Start of Records for the task
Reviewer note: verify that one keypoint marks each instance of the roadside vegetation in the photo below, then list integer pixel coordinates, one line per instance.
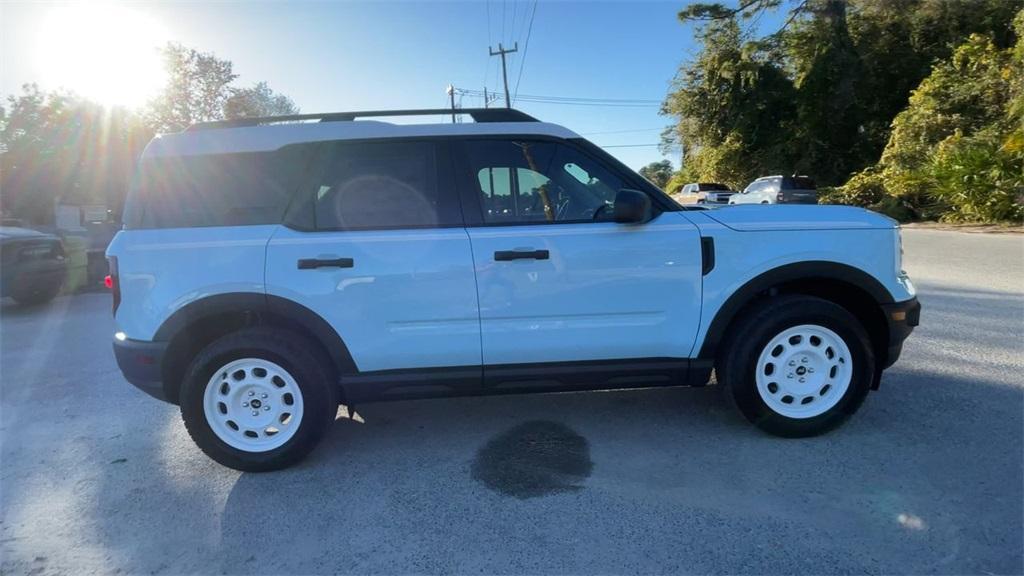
(911, 108)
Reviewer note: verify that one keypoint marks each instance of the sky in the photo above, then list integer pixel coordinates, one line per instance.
(372, 55)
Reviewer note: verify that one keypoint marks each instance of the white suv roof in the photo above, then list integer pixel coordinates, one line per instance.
(259, 134)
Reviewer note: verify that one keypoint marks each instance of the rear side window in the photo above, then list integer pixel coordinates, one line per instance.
(522, 181)
(215, 190)
(799, 182)
(382, 184)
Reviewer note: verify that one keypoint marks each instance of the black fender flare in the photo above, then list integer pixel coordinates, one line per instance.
(821, 270)
(264, 306)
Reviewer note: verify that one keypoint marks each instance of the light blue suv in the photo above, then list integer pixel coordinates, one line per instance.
(272, 269)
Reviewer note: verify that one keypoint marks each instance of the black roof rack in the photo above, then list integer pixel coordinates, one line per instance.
(477, 114)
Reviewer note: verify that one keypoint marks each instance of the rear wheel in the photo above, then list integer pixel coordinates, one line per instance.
(35, 295)
(797, 366)
(259, 399)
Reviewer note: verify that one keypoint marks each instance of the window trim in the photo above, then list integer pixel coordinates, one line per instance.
(473, 207)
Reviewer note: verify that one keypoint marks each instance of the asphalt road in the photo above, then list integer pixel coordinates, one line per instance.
(97, 478)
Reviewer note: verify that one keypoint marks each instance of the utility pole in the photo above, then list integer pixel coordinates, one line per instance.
(451, 92)
(502, 51)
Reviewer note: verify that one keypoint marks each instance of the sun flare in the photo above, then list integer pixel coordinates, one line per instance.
(108, 53)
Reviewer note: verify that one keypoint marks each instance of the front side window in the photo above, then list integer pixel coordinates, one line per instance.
(525, 181)
(378, 186)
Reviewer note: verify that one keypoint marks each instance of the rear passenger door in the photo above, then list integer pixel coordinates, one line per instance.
(375, 244)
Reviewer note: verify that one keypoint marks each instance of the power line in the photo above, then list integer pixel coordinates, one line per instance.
(579, 100)
(590, 99)
(525, 48)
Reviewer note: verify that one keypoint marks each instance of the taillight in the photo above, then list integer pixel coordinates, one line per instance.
(114, 283)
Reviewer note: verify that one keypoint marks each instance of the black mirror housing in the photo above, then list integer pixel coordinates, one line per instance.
(632, 207)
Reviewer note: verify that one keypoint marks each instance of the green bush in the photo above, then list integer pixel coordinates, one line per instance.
(979, 179)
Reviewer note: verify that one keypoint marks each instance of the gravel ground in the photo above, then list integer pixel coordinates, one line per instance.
(97, 478)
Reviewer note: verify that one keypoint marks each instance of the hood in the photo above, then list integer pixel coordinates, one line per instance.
(755, 217)
(11, 233)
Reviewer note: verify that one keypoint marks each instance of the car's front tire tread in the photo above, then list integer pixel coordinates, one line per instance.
(736, 363)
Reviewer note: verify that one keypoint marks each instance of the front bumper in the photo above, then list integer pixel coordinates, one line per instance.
(901, 318)
(141, 364)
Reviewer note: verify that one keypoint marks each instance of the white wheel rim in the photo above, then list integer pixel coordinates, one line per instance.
(804, 371)
(253, 405)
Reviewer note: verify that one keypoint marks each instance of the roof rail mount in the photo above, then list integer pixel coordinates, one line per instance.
(477, 114)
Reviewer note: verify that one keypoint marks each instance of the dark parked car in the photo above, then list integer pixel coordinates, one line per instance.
(778, 190)
(32, 265)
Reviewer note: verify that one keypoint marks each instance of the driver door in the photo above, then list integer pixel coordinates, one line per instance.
(556, 280)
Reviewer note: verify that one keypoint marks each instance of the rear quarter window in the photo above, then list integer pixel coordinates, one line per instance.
(244, 189)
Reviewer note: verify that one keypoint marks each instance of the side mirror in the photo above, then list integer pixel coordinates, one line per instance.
(632, 207)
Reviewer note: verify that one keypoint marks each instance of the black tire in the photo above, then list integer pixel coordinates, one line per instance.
(311, 372)
(37, 295)
(736, 365)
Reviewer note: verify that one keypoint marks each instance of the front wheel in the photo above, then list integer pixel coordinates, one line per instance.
(259, 399)
(797, 366)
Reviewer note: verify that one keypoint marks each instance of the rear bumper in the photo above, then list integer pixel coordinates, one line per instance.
(141, 364)
(901, 318)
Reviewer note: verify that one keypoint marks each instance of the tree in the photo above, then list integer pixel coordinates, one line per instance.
(197, 89)
(956, 151)
(819, 94)
(734, 109)
(257, 101)
(57, 147)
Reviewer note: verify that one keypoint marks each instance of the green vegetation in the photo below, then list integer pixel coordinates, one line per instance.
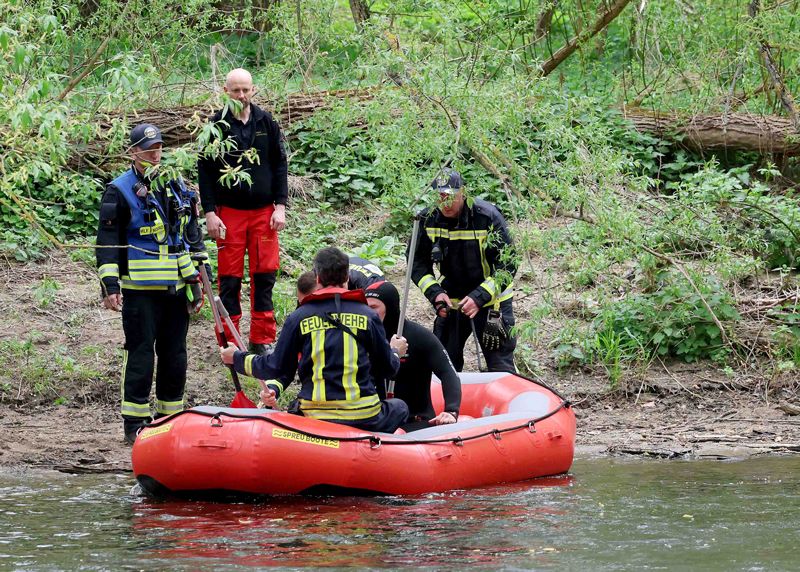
(653, 241)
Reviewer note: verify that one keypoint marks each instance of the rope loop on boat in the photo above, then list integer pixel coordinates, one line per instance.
(373, 440)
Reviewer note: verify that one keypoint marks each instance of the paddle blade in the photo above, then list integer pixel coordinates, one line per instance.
(241, 401)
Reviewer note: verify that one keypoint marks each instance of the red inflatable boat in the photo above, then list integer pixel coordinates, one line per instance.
(510, 429)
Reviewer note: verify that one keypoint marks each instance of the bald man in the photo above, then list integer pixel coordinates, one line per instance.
(245, 215)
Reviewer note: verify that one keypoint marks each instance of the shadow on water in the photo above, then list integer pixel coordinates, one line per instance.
(610, 514)
(430, 530)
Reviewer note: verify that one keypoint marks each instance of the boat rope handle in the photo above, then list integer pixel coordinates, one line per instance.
(373, 440)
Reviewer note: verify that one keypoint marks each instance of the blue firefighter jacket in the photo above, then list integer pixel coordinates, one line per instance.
(336, 369)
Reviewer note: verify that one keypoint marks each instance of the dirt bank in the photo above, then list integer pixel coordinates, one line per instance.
(59, 386)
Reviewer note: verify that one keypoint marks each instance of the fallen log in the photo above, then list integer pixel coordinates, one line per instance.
(179, 124)
(768, 134)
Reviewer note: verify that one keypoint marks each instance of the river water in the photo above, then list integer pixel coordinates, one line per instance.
(608, 514)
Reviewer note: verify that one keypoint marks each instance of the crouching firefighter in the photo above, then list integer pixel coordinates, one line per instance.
(343, 349)
(472, 247)
(146, 233)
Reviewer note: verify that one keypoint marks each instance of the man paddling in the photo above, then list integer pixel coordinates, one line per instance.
(338, 347)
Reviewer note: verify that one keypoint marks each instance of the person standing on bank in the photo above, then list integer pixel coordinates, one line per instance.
(338, 348)
(247, 215)
(150, 278)
(473, 249)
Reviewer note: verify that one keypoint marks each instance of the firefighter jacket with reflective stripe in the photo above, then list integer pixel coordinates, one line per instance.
(342, 348)
(157, 226)
(363, 273)
(474, 252)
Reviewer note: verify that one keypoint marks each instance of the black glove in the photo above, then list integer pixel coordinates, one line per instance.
(194, 297)
(440, 305)
(495, 333)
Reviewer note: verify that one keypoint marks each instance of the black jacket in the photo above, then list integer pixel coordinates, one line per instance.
(336, 370)
(476, 254)
(115, 216)
(426, 356)
(269, 183)
(363, 273)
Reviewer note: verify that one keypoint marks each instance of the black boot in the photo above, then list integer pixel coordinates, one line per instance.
(132, 429)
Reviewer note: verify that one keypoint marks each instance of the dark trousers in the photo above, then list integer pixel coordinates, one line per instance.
(394, 412)
(454, 331)
(155, 324)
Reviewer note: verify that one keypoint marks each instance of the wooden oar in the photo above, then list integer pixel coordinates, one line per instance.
(237, 339)
(240, 400)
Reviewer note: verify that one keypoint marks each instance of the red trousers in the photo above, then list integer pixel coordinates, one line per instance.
(249, 231)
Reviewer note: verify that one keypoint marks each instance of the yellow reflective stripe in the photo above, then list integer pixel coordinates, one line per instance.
(360, 403)
(122, 377)
(506, 294)
(484, 263)
(151, 263)
(185, 266)
(318, 364)
(276, 383)
(107, 270)
(155, 229)
(315, 411)
(169, 407)
(248, 364)
(351, 390)
(426, 282)
(159, 230)
(468, 234)
(141, 276)
(342, 415)
(435, 233)
(489, 286)
(135, 409)
(127, 284)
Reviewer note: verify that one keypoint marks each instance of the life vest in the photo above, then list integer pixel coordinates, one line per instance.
(157, 254)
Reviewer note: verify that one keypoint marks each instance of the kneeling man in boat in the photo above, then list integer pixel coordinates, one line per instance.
(342, 349)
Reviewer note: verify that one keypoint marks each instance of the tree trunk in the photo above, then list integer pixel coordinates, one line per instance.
(573, 44)
(736, 132)
(544, 21)
(774, 73)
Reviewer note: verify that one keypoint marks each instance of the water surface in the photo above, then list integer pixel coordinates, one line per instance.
(606, 515)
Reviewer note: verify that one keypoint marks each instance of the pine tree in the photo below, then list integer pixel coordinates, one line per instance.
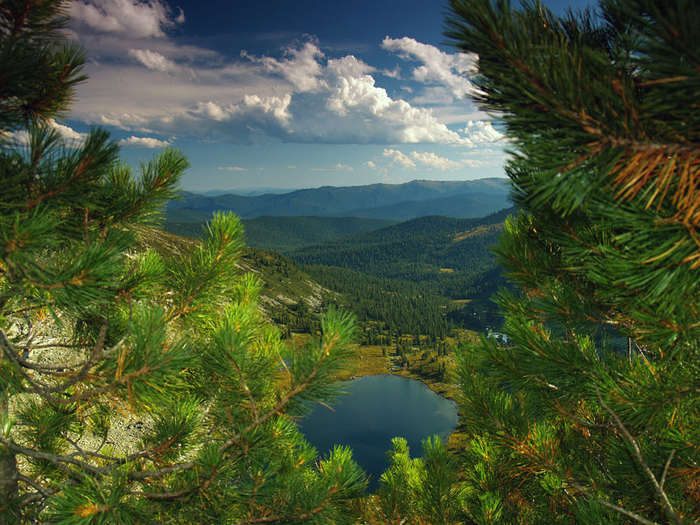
(97, 332)
(590, 413)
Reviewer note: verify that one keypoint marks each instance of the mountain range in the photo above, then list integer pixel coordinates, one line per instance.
(418, 198)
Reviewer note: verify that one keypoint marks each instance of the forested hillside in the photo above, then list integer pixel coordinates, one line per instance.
(448, 253)
(424, 276)
(282, 233)
(387, 201)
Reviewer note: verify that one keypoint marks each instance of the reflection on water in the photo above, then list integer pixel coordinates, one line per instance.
(376, 409)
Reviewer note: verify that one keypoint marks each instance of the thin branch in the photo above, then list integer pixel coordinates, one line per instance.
(638, 454)
(56, 459)
(668, 463)
(612, 506)
(46, 493)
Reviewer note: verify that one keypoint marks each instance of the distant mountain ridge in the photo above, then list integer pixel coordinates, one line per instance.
(472, 198)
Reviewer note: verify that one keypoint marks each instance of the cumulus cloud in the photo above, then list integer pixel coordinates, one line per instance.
(136, 19)
(481, 132)
(399, 158)
(154, 60)
(143, 142)
(432, 160)
(300, 96)
(67, 132)
(446, 70)
(300, 66)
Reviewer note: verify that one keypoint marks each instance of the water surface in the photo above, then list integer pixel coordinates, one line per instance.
(376, 409)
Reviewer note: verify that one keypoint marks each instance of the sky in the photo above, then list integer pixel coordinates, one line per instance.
(284, 94)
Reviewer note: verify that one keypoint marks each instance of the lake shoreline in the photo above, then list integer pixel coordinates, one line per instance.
(370, 360)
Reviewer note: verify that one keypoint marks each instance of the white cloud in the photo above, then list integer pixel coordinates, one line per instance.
(430, 160)
(136, 19)
(302, 96)
(301, 67)
(433, 161)
(143, 142)
(67, 132)
(399, 158)
(482, 132)
(154, 60)
(438, 68)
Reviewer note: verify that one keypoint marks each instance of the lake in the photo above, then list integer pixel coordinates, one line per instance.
(376, 409)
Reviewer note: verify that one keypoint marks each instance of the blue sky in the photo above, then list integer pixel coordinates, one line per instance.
(284, 94)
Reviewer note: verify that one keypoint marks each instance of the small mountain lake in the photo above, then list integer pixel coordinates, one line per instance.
(376, 409)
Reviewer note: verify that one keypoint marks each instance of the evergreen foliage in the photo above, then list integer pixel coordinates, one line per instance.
(96, 334)
(589, 413)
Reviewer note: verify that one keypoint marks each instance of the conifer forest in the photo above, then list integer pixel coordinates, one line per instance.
(156, 357)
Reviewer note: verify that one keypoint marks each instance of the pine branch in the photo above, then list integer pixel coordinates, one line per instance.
(616, 508)
(640, 459)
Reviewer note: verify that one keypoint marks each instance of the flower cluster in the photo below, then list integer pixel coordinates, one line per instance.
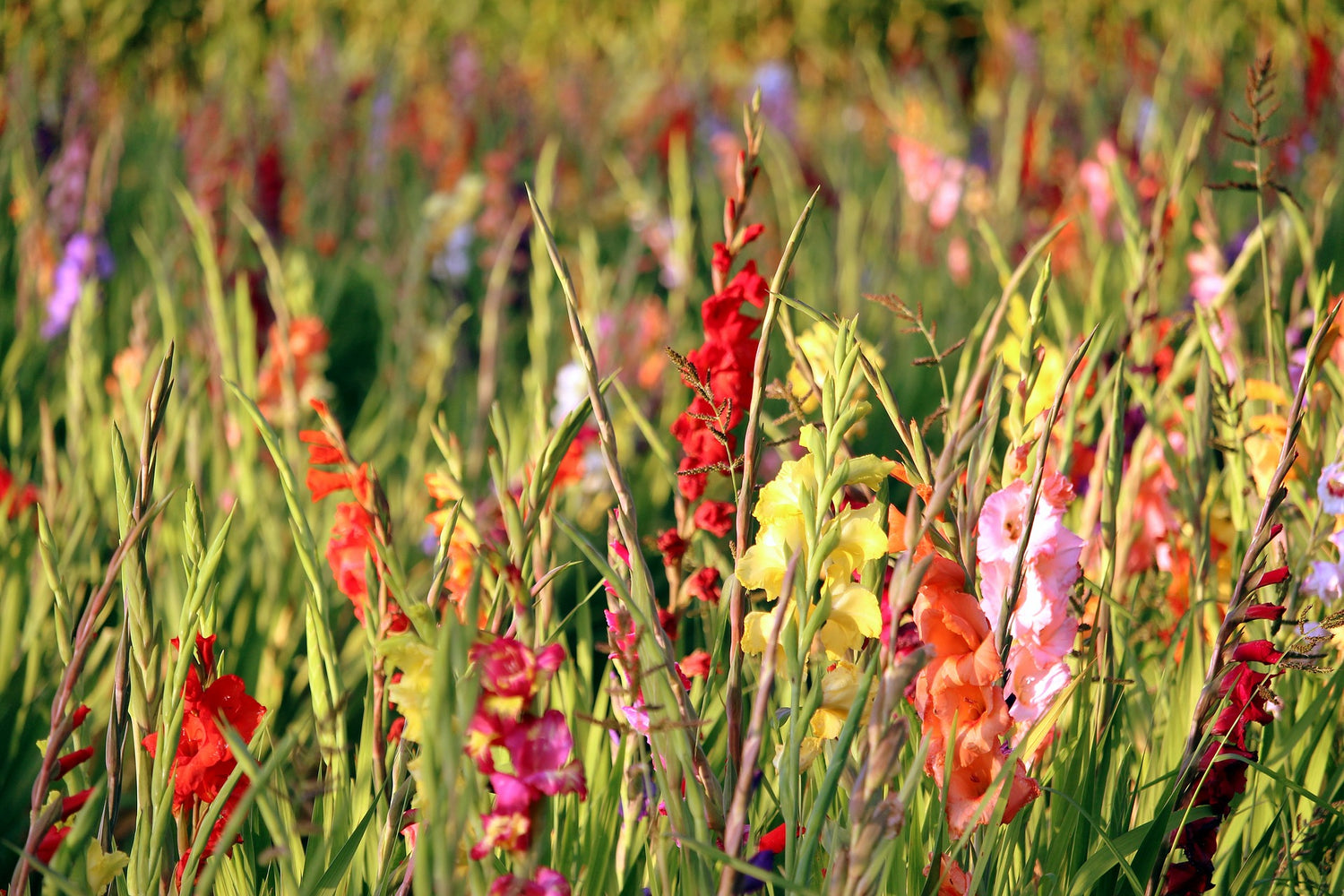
End of Records for the task
What to work on: How many lines in the items above contain the string "conifer"? Case counts. Reply with the number alone.

Solved problem: 1